## Directive:
Please lay out the records as a numbered list, from their very beginning through the line that contains "M 164 155 L". Omit blank lines and the pictures.

::::::::::

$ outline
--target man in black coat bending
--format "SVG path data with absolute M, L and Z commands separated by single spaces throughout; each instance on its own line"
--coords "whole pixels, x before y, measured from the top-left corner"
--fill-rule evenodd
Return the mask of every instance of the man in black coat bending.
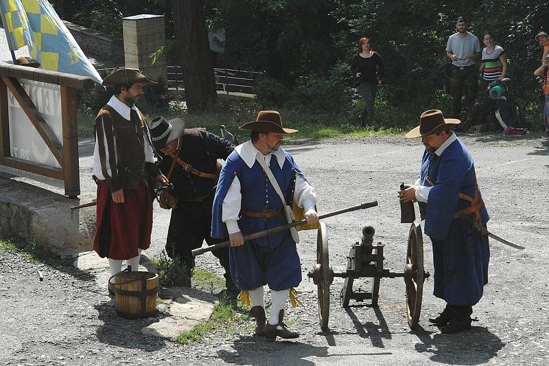
M 164 155 L 161 170 L 174 185 L 165 191 L 161 206 L 172 209 L 166 240 L 166 253 L 178 258 L 185 265 L 190 285 L 191 271 L 195 266 L 193 249 L 223 241 L 212 238 L 211 206 L 218 184 L 218 159 L 226 159 L 233 152 L 233 144 L 204 128 L 185 128 L 183 121 L 170 121 L 157 117 L 150 123 L 152 144 Z M 231 279 L 229 249 L 212 251 L 225 269 L 225 283 L 233 296 L 238 289 Z

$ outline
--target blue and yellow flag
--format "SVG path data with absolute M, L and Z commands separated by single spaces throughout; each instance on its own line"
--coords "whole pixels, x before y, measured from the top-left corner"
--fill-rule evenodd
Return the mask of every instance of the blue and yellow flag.
M 48 1 L 0 0 L 0 4 L 4 24 L 6 24 L 6 34 L 10 34 L 8 39 L 12 37 L 16 41 L 13 45 L 16 48 L 28 45 L 31 57 L 40 62 L 43 69 L 87 76 L 99 84 L 103 82 Z M 21 5 L 23 11 L 21 11 Z M 18 15 L 14 14 L 16 12 Z M 13 30 L 10 29 L 9 23 L 7 24 L 8 17 L 12 21 Z M 14 18 L 21 21 L 14 23 Z M 19 26 L 19 23 L 21 25 Z M 19 27 L 23 30 L 19 31 Z M 20 37 L 20 33 L 25 34 L 25 29 L 28 36 Z M 19 45 L 23 43 L 19 42 L 21 38 L 25 40 L 30 38 L 31 42 Z
M 32 47 L 32 32 L 21 0 L 0 1 L 0 12 L 10 49 L 15 51 L 28 45 Z

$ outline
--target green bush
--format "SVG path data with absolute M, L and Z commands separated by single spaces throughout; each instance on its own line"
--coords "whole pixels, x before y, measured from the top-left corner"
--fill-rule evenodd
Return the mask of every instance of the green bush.
M 257 100 L 263 106 L 281 106 L 290 95 L 290 90 L 285 85 L 268 76 L 259 78 L 255 89 Z
M 185 264 L 181 263 L 179 258 L 170 258 L 165 251 L 162 251 L 160 255 L 152 259 L 152 262 L 158 270 L 160 286 L 163 287 L 185 286 L 188 283 L 189 276 Z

::::::::::

## Task answer:
1. $ outline
2. --target man in black coat bending
3. --format "SVG path data with absolute M, L and Z commands separated by single spaces throughout; each instance on its own line"
4. --coords "whole pixels, x before y, measured from the top-left corner"
5. --fill-rule evenodd
6. Return the mask of every instance of the man in black coat bending.
7. M 164 155 L 161 170 L 174 185 L 165 191 L 161 206 L 172 209 L 166 240 L 166 253 L 178 258 L 185 265 L 190 285 L 191 271 L 195 266 L 193 249 L 223 241 L 212 238 L 211 206 L 218 184 L 218 159 L 226 159 L 233 152 L 233 144 L 204 128 L 185 128 L 183 121 L 170 121 L 157 117 L 150 123 L 152 144 Z M 231 279 L 229 249 L 212 251 L 225 269 L 225 283 L 233 296 L 238 289 Z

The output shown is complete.